- _Source material_

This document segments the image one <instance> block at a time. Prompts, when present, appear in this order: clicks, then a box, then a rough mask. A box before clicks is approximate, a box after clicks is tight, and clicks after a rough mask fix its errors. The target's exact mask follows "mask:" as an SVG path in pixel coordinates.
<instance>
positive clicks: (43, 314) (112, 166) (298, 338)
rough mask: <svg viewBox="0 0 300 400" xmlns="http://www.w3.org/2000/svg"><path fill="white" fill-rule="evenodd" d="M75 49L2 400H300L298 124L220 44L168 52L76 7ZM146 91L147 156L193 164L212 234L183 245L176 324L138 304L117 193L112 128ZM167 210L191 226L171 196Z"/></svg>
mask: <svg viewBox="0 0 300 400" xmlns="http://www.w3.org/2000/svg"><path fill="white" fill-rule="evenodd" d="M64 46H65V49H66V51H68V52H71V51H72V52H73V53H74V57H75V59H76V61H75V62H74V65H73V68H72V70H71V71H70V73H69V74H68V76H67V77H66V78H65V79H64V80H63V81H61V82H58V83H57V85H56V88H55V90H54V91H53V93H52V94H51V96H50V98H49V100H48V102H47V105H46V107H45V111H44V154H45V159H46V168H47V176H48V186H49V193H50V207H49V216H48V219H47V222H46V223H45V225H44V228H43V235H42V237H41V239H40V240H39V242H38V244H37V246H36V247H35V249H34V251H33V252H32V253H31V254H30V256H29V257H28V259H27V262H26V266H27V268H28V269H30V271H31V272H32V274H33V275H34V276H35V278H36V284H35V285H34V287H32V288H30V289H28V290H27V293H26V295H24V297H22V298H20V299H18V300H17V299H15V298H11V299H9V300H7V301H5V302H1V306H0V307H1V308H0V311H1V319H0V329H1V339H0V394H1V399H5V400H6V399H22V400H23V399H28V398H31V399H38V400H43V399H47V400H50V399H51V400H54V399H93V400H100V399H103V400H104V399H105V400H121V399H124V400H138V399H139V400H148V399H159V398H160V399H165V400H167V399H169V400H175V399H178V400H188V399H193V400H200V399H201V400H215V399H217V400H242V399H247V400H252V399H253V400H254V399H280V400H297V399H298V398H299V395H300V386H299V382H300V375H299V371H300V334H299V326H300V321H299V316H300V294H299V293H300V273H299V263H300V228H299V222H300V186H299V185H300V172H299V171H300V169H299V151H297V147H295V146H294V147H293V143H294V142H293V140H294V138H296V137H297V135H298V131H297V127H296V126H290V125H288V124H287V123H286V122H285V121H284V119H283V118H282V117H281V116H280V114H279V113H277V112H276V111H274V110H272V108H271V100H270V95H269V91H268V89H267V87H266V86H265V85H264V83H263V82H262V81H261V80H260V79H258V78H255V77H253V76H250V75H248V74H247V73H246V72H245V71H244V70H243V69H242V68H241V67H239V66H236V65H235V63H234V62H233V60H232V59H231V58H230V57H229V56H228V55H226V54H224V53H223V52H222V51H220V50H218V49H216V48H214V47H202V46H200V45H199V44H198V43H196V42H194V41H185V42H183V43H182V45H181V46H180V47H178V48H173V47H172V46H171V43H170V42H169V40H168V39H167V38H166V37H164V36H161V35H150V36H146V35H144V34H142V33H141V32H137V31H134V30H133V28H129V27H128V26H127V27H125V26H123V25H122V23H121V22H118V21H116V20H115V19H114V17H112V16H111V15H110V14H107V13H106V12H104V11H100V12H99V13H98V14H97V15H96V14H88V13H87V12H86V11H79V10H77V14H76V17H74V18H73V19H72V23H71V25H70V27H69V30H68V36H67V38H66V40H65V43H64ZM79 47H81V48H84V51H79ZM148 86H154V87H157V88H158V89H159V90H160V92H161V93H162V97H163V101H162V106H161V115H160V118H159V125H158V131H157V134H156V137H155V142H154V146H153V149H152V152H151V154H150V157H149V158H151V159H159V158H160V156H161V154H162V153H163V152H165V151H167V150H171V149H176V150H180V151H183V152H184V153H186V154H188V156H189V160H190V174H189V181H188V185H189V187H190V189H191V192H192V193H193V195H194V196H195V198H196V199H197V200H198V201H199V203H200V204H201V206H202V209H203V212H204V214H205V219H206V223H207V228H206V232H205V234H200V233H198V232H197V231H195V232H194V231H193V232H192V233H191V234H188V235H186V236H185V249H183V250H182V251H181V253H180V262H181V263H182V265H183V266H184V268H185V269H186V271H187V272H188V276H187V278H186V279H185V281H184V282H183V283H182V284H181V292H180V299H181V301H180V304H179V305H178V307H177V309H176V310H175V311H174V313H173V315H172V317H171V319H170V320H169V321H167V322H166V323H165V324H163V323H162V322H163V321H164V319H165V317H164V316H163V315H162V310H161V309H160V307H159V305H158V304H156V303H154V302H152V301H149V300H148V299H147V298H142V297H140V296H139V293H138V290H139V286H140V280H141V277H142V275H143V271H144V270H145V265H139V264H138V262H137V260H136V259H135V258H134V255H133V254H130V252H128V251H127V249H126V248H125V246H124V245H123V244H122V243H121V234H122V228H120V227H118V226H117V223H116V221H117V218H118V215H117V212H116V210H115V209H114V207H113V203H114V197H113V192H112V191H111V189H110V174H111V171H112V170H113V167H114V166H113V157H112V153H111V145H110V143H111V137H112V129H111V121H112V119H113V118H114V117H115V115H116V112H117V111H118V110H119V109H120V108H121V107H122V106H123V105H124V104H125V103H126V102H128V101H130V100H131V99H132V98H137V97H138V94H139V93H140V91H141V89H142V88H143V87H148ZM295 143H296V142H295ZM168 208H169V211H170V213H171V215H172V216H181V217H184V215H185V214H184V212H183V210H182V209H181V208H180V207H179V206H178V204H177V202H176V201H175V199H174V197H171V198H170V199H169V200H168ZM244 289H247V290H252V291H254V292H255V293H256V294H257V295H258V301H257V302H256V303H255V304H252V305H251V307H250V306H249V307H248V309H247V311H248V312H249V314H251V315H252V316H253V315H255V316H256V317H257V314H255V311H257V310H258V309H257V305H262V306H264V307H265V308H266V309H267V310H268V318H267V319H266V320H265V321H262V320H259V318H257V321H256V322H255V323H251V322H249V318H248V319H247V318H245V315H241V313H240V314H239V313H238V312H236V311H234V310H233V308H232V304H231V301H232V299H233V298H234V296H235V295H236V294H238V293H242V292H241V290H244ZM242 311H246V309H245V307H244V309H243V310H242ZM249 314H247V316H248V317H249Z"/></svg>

- _Work item_
Every entry must appear in the answer exactly as written.

- _Completed task_
This document segments the image one <instance> block at a time. Prompts, when present, appear in this order: clicks, then a box, then a rough mask. A box before clicks is approximate, a box after clicks is tight, and clicks after a rough mask fix its errors. The target's exact mask follows "mask:" as an SVG path in pixel coordinates.
<instance>
positive clicks: (43, 314) (112, 166) (298, 338)
rough mask: <svg viewBox="0 0 300 400" xmlns="http://www.w3.org/2000/svg"><path fill="white" fill-rule="evenodd" d="M75 49L2 400H300L298 124L220 44L168 52L76 7ZM146 91L147 156L193 164L212 234L183 245L176 324L138 304L117 193L112 128ZM167 210L191 226L171 196Z"/></svg>
mask: <svg viewBox="0 0 300 400" xmlns="http://www.w3.org/2000/svg"><path fill="white" fill-rule="evenodd" d="M64 46H65V49H66V51H68V52H71V51H72V52H73V53H74V57H75V59H76V61H75V62H74V65H73V68H72V70H71V71H70V73H69V74H68V76H67V77H66V78H65V79H64V80H63V81H61V82H58V83H57V85H56V88H55V90H54V91H53V93H52V94H51V96H50V98H49V100H48V102H47V105H46V107H45V111H44V154H45V159H46V168H47V176H48V186H49V193H50V207H49V216H48V219H47V222H46V223H45V225H44V228H43V235H42V237H41V239H40V240H39V242H38V244H37V246H36V247H35V249H34V251H33V252H32V253H31V254H30V256H29V257H28V259H27V262H26V266H27V268H28V269H30V271H31V272H32V274H33V275H34V276H35V278H36V284H35V285H34V287H32V288H30V289H28V290H27V293H26V295H24V297H22V298H20V299H18V300H17V299H15V298H11V299H9V300H7V301H5V302H1V306H0V307H1V308H0V311H1V319H0V329H1V339H0V394H1V399H5V400H6V399H22V400H23V399H28V398H31V399H38V400H43V399H47V400H50V399H51V400H54V399H93V400H100V399H103V400H104V399H105V400H121V399H124V400H138V399H139V400H148V399H159V398H160V399H165V400H167V399H169V400H175V399H178V400H188V399H193V400H200V399H201V400H215V399H217V400H242V399H247V400H252V399H253V400H254V399H280V400H297V399H298V398H299V395H300V386H299V382H300V375H299V371H300V334H299V326H300V321H299V316H300V294H299V293H300V273H299V263H300V228H299V222H300V186H299V185H300V172H299V171H300V169H299V151H297V147H295V146H294V147H293V143H294V142H293V140H294V138H296V137H297V135H298V131H297V127H296V126H290V125H288V124H287V123H286V122H285V121H284V119H283V118H282V117H281V116H280V114H279V113H277V112H276V111H274V110H272V108H271V100H270V95H269V91H268V89H267V87H266V86H265V85H264V83H263V82H262V81H261V80H260V79H258V78H255V77H253V76H250V75H248V74H247V73H246V72H245V71H244V70H243V69H242V68H241V67H239V66H236V65H235V63H234V62H233V60H232V59H231V58H230V57H229V56H228V55H226V54H224V53H223V52H222V51H220V50H218V49H216V48H214V47H202V46H200V45H199V44H198V43H196V42H194V41H185V42H183V43H182V45H181V46H180V47H178V48H173V47H172V46H171V43H170V42H169V40H168V39H167V38H166V37H164V36H161V35H150V36H146V35H144V34H142V33H141V32H137V31H134V30H133V28H129V27H128V26H127V27H125V26H123V25H122V23H121V22H118V21H116V20H115V19H114V17H112V16H111V15H110V14H107V13H106V12H104V11H100V12H99V13H98V14H97V15H96V14H88V13H87V12H86V11H79V10H77V14H76V17H74V18H73V19H72V23H71V25H70V27H69V30H68V36H67V38H66V40H65V43H64ZM79 47H81V48H84V51H79ZM148 86H154V87H157V88H158V89H159V90H160V92H161V93H162V97H163V101H162V106H161V115H160V118H159V125H158V131H157V134H156V137H155V142H154V146H153V149H152V152H151V154H150V157H149V158H151V159H159V158H160V156H161V154H162V153H163V152H165V151H167V150H171V149H176V150H180V151H183V152H184V153H186V154H188V156H189V160H190V174H189V181H188V185H189V187H190V189H191V192H192V193H193V195H194V196H195V198H196V199H197V200H198V201H199V203H200V204H201V206H202V209H203V212H204V214H205V219H206V223H207V228H206V232H205V234H200V233H198V232H197V231H195V232H194V231H193V232H192V233H191V234H188V235H186V236H185V249H183V250H182V251H181V253H180V262H181V263H182V265H183V266H184V268H185V269H186V271H187V272H188V276H187V278H186V279H185V281H184V282H183V283H182V284H181V292H180V299H181V301H180V304H179V305H178V307H177V309H176V310H175V311H174V313H173V315H172V317H171V319H170V320H169V321H167V322H166V323H165V324H163V323H162V322H163V321H164V319H165V317H164V316H163V315H162V310H161V309H160V307H159V305H158V304H156V303H154V302H152V301H149V300H148V299H147V298H142V297H140V296H139V293H138V290H139V286H140V280H141V277H142V275H143V271H144V270H145V265H139V264H138V262H137V260H136V259H135V258H134V255H133V254H130V252H128V251H127V249H126V248H125V246H124V245H123V244H122V243H121V234H122V228H120V227H118V226H117V223H116V221H117V218H118V215H117V212H116V210H115V209H114V207H113V203H114V197H113V192H112V191H111V189H110V174H111V171H112V170H113V167H114V166H113V157H112V153H111V145H110V143H111V137H112V129H111V121H112V119H113V118H114V117H115V115H116V112H117V111H118V110H119V109H120V108H121V107H122V106H123V105H124V104H125V103H126V102H128V101H130V100H131V99H132V98H137V97H138V94H139V93H140V91H141V89H142V88H143V87H148ZM295 143H296V142H295ZM168 208H169V211H170V213H171V215H172V216H181V217H184V215H185V214H184V212H183V210H182V209H181V208H180V207H179V206H178V204H177V202H176V201H175V199H174V197H171V198H170V199H169V200H168ZM244 289H247V290H252V291H254V292H255V293H256V294H257V295H258V301H257V302H256V303H255V304H252V305H251V307H250V306H249V307H248V309H247V311H248V312H249V314H251V315H252V316H253V315H255V316H256V317H257V314H255V311H257V310H258V309H257V305H262V306H264V307H265V308H266V309H267V310H268V318H267V319H266V320H265V321H262V320H259V318H257V321H256V322H255V323H251V322H249V318H248V319H247V318H245V315H241V313H240V314H239V313H238V312H236V311H234V310H233V308H232V304H231V301H232V299H233V298H234V296H235V295H236V294H238V293H242V292H241V290H244ZM242 311H246V309H245V307H244V309H243V310H242ZM249 314H247V316H248V317H249Z"/></svg>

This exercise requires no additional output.